Referring expression data:

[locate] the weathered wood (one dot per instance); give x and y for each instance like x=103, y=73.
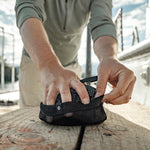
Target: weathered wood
x=127, y=128
x=22, y=129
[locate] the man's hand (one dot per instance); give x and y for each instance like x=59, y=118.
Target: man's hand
x=57, y=80
x=119, y=76
x=111, y=70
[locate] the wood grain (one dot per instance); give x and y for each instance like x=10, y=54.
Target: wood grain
x=127, y=128
x=22, y=130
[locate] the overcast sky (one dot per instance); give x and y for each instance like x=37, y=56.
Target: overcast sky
x=133, y=15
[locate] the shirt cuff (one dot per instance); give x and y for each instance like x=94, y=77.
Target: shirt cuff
x=104, y=30
x=25, y=14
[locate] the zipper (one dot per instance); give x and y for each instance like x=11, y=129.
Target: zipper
x=66, y=9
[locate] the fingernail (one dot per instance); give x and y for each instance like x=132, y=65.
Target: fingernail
x=85, y=101
x=97, y=94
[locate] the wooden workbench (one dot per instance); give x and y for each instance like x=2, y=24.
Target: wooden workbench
x=127, y=128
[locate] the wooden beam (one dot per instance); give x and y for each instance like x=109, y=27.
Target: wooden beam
x=22, y=129
x=127, y=128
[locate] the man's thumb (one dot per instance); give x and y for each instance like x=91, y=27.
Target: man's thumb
x=101, y=85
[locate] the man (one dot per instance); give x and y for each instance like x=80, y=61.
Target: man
x=51, y=32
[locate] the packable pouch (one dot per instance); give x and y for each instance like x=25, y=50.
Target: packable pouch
x=75, y=112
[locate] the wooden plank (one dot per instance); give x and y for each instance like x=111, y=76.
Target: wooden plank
x=127, y=128
x=21, y=129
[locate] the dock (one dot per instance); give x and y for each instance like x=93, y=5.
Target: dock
x=127, y=128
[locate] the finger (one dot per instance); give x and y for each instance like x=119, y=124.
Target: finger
x=52, y=95
x=122, y=85
x=101, y=83
x=81, y=90
x=126, y=97
x=65, y=93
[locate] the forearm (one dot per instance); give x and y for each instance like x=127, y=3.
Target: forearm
x=37, y=44
x=105, y=46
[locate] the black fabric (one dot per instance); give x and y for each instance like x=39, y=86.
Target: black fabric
x=81, y=114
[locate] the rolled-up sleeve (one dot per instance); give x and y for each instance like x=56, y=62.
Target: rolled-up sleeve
x=101, y=19
x=29, y=9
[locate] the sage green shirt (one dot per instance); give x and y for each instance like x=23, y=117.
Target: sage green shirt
x=64, y=21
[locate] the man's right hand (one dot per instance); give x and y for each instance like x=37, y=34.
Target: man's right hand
x=56, y=79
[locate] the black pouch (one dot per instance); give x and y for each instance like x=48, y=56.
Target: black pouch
x=80, y=114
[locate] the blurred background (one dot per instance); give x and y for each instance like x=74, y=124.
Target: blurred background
x=131, y=18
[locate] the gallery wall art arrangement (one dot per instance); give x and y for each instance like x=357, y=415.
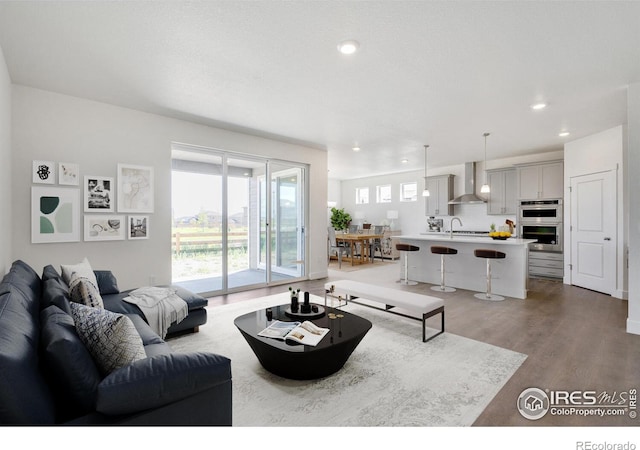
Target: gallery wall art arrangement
x=55, y=210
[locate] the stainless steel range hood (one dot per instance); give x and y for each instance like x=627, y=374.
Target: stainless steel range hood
x=469, y=196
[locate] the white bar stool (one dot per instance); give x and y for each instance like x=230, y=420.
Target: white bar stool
x=442, y=251
x=405, y=249
x=488, y=255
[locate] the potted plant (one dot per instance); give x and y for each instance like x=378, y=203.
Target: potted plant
x=340, y=220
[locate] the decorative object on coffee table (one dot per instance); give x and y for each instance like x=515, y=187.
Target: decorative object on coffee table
x=306, y=306
x=294, y=299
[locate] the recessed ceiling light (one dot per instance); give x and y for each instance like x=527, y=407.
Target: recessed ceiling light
x=348, y=47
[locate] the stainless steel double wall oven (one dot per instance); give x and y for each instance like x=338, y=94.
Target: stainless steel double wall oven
x=542, y=220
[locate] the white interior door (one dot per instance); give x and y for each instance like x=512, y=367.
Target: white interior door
x=593, y=231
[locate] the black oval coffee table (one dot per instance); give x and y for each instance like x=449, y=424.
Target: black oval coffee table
x=304, y=362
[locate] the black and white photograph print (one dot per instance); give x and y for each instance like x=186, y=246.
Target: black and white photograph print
x=135, y=188
x=68, y=174
x=103, y=227
x=44, y=172
x=138, y=227
x=98, y=194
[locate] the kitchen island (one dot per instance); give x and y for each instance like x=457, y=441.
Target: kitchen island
x=509, y=276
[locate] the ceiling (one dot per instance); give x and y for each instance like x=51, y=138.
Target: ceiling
x=427, y=72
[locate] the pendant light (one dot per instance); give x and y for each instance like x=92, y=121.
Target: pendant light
x=425, y=193
x=485, y=189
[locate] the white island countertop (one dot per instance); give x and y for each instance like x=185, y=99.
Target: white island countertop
x=466, y=271
x=464, y=238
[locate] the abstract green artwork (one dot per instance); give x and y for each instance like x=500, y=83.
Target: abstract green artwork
x=55, y=214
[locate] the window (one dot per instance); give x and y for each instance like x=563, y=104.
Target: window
x=362, y=196
x=383, y=194
x=409, y=192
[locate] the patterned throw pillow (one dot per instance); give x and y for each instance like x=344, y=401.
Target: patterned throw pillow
x=111, y=338
x=85, y=292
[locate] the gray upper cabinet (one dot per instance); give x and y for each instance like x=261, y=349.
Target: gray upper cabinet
x=540, y=181
x=441, y=191
x=502, y=198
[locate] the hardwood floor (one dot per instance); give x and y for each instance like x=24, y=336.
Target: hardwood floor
x=575, y=340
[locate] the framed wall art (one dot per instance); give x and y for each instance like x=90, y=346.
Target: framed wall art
x=101, y=227
x=69, y=174
x=98, y=194
x=138, y=227
x=135, y=188
x=55, y=214
x=44, y=172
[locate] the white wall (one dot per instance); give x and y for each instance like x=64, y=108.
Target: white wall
x=5, y=167
x=98, y=136
x=412, y=217
x=597, y=153
x=633, y=205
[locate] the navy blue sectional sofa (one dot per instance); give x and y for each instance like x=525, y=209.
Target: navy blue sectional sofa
x=48, y=377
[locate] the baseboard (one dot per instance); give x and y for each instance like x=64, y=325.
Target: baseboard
x=633, y=326
x=318, y=275
x=621, y=294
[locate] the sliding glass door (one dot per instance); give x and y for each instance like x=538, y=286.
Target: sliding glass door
x=228, y=222
x=287, y=236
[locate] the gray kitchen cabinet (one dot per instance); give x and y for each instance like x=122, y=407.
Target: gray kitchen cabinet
x=502, y=198
x=540, y=181
x=441, y=191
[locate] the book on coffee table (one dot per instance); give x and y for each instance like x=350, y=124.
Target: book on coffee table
x=305, y=333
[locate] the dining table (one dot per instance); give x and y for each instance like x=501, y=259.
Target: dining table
x=363, y=240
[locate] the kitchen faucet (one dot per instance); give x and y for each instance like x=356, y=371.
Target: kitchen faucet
x=451, y=225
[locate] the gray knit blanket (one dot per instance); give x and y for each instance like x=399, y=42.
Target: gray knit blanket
x=161, y=307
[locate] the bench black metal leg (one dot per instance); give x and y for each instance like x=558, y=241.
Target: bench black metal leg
x=424, y=324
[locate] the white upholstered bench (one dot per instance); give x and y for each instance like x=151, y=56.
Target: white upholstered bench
x=424, y=306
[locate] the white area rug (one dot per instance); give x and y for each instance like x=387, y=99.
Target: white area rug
x=391, y=379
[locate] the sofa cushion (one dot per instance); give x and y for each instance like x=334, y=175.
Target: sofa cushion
x=111, y=338
x=28, y=282
x=107, y=283
x=82, y=290
x=161, y=380
x=49, y=272
x=70, y=369
x=55, y=292
x=82, y=269
x=26, y=398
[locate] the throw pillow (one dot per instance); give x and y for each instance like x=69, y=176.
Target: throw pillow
x=107, y=283
x=111, y=338
x=83, y=269
x=84, y=291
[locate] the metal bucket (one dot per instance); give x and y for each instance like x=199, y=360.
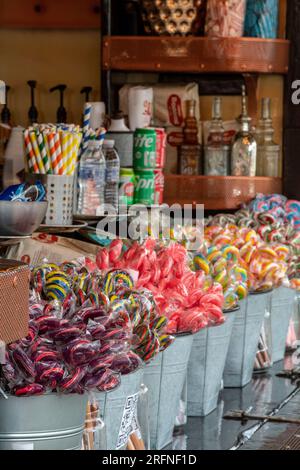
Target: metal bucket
x=48, y=422
x=165, y=377
x=113, y=406
x=244, y=340
x=282, y=307
x=206, y=367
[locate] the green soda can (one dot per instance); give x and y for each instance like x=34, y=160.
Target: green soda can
x=126, y=187
x=144, y=187
x=144, y=150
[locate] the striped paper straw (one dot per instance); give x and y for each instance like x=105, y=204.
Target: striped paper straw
x=87, y=136
x=76, y=149
x=53, y=153
x=87, y=117
x=32, y=163
x=64, y=146
x=101, y=135
x=69, y=151
x=34, y=142
x=59, y=153
x=43, y=152
x=46, y=143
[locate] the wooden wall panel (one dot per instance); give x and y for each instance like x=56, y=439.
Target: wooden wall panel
x=50, y=14
x=292, y=111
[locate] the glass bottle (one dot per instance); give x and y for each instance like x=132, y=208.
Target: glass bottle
x=190, y=150
x=91, y=180
x=216, y=153
x=244, y=148
x=268, y=152
x=112, y=179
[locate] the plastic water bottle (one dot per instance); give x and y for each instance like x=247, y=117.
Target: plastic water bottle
x=112, y=174
x=91, y=180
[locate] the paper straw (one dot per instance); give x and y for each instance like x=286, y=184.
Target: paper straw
x=76, y=149
x=46, y=143
x=64, y=147
x=87, y=117
x=69, y=153
x=43, y=152
x=32, y=163
x=59, y=154
x=53, y=153
x=38, y=156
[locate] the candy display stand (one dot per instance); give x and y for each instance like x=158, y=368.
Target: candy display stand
x=244, y=340
x=48, y=422
x=206, y=367
x=60, y=197
x=165, y=378
x=116, y=407
x=282, y=308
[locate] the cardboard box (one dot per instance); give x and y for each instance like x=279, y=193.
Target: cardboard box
x=52, y=248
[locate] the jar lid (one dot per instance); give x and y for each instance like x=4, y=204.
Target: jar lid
x=109, y=144
x=127, y=171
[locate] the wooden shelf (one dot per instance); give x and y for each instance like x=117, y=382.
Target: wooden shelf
x=49, y=14
x=195, y=54
x=217, y=192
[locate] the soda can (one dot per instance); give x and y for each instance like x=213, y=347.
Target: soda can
x=159, y=186
x=144, y=151
x=161, y=145
x=126, y=187
x=144, y=187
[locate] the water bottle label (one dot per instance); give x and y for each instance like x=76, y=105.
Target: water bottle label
x=112, y=175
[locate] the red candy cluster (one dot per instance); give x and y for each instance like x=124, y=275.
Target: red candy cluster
x=88, y=350
x=180, y=294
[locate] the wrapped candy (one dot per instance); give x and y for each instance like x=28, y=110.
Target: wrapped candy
x=177, y=291
x=78, y=341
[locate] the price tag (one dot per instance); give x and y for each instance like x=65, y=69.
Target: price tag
x=23, y=446
x=129, y=416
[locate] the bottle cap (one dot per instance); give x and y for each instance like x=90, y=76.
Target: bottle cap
x=109, y=144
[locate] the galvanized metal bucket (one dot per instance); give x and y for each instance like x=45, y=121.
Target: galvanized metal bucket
x=48, y=422
x=282, y=308
x=244, y=340
x=165, y=377
x=206, y=367
x=113, y=408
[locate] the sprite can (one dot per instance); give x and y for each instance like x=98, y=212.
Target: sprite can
x=144, y=187
x=144, y=151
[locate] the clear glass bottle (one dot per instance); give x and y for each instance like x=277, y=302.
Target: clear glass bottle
x=268, y=152
x=91, y=180
x=216, y=153
x=190, y=150
x=112, y=179
x=244, y=148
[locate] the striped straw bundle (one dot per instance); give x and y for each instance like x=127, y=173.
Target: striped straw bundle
x=52, y=150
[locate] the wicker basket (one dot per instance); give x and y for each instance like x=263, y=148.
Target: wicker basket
x=173, y=17
x=14, y=300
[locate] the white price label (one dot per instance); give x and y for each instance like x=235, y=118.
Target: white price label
x=129, y=417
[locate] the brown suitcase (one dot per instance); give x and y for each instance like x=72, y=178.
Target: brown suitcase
x=14, y=300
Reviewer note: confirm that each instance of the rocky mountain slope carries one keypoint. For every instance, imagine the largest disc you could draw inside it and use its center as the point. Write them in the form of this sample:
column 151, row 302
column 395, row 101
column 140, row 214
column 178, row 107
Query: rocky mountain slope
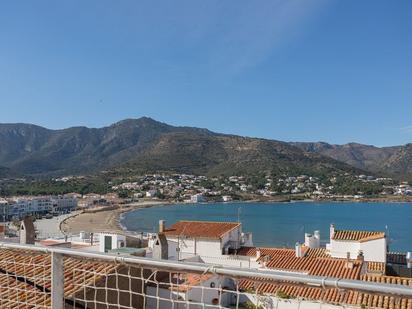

What you will do —
Starting at the line above that holds "[locate] the striped straw" and ending at the line that holds "column 178, row 107", transcribe each line exactly and include no other lines.

Final answer —
[locate] the striped straw bundle (one dot per instance); give x and y for each instance like x=127, y=173.
Target: striped straw bundle
x=52, y=150
[locate] the wicker basket (one dot per instance); give x and y for each instance like x=263, y=148.
Target: wicker basket
x=173, y=17
x=14, y=300
[locate] the white price label (one dot per instance); give x and y for each instance like x=235, y=118.
Target: white price label
x=129, y=417
[locate] the brown suitcase (one dot per instance); give x and y for each instance like x=72, y=178.
Target: brown suitcase
x=14, y=300
Reviewer note: confirm that each instance of the rocky mountain slope carries one keypoint. For every instance, imagine the largest disc you could draw inside it and use its center as the point. Write them in the form of this sample:
column 151, row 302
column 395, row 101
column 140, row 214
column 178, row 107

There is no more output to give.